WRITTEN EXERCISE: Quote the passage of the climate impacts text word for word, beginning at "Then have people" and stopping after "the warming temperatures.".

Practicing Studying Climate Impacts

A tool to get more comfortable describing daily climate impacts

Time: 15 minutes Group Size: 5-100+ people

This tool is to help people get better at seeing climate impacts everywhere. It’s great after people get a briefing on climate change and its wide-ranging impacts or for a medium- to experienced group that needs to get better at communicating about climate impacts.


Hand everyone a picture, such as:


Get people into small groups, looking at the picture.

Ask them to list in small groups how many different things they see impacted by climate change. How does climate change impact them and how?

(You can easily make this a competition: “Which group gets the most?”)

Then have people come back to the large group and share.


Here are some examples from the above picture:

BIRDS • Birds, like most animals, are deeply impacted by climate change. The changing weather means: Migratory birds are changing when they migrate, sometimes causing problems when they arrive too early or too late. This is causing them to arrive at the wrong time for their food sources or nesting sources.

In environments with seasons, egg laying is typically happening earlier, in response to the warming temperatures.

Birds are experiencing restricted ranges or poor ability to move their ranges.

Extinctions are on the rise, as it becomes harder for birds to find food and suitable habitats.

(Saved entries)
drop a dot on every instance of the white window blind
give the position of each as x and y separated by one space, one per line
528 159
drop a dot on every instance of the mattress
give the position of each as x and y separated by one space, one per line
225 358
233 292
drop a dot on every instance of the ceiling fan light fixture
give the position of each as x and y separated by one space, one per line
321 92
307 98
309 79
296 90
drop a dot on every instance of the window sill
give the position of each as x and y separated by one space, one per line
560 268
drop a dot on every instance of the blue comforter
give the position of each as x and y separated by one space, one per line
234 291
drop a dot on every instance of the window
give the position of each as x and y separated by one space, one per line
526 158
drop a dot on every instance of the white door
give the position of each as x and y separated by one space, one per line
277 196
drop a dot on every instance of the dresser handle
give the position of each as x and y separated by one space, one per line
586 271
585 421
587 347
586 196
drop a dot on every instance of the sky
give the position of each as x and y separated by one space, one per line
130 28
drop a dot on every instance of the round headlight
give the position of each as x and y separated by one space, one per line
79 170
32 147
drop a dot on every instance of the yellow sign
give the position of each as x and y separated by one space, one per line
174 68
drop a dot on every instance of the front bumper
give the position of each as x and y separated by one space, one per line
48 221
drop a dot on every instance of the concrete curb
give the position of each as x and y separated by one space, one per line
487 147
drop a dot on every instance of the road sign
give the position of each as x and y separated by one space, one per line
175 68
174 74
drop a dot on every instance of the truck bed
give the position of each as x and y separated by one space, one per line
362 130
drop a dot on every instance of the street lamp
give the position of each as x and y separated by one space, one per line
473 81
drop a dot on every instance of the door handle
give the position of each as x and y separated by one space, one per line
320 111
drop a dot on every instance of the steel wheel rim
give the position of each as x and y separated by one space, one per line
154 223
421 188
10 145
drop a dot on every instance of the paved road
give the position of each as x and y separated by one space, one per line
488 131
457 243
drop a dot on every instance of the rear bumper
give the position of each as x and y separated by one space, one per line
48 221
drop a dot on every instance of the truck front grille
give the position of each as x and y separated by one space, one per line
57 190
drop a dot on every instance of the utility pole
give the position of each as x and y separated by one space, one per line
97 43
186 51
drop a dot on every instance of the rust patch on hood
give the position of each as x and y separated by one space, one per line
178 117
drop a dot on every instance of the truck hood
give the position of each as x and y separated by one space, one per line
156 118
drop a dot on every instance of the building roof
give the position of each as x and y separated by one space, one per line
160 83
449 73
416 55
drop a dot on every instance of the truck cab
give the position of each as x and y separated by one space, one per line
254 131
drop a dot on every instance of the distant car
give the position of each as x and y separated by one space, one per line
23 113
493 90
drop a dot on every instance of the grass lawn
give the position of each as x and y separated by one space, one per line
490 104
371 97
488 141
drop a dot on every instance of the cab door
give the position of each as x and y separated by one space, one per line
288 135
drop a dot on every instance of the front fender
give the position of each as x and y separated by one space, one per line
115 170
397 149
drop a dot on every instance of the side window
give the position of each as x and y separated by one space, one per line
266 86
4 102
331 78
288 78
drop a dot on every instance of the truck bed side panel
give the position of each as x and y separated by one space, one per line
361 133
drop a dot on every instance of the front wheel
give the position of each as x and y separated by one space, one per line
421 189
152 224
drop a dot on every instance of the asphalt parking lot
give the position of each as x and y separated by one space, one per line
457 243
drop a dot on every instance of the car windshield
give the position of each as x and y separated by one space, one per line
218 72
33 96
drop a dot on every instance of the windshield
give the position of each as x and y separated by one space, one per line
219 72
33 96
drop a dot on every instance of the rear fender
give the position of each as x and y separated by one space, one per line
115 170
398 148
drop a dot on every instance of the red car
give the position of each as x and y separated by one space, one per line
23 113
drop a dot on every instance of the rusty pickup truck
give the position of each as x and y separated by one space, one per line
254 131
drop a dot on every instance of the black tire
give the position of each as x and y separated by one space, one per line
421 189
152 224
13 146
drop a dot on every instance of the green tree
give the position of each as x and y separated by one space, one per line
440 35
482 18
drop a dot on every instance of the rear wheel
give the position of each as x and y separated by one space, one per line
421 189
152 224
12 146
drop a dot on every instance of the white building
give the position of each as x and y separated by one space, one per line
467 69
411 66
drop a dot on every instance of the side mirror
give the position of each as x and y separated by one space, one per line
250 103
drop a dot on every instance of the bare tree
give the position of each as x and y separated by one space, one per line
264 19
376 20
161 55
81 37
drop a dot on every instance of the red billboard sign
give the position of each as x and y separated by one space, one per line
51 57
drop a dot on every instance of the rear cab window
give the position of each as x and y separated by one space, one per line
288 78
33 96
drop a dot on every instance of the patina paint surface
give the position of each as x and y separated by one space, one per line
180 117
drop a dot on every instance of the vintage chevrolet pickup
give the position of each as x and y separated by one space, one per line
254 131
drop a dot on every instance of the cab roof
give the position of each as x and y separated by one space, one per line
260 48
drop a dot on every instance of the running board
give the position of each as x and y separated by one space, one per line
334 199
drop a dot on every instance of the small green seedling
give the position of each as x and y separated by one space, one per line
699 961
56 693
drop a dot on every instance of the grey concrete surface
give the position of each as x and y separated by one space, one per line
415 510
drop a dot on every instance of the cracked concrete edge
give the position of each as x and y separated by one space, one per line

SOLVED PROBLEM:
Then have people come back to the large group and share.


Here are some examples from the above picture:

BIRDS • Birds, like most animals, are deeply impacted by climate change. The changing weather means: Migratory birds are changing when they migrate, sometimes causing problems when they arrive too early or too late. This is causing them to arrive at the wrong time for their food sources or nesting sources.

In environments with seasons, egg laying is typically happening earlier, in response to the warming temperatures.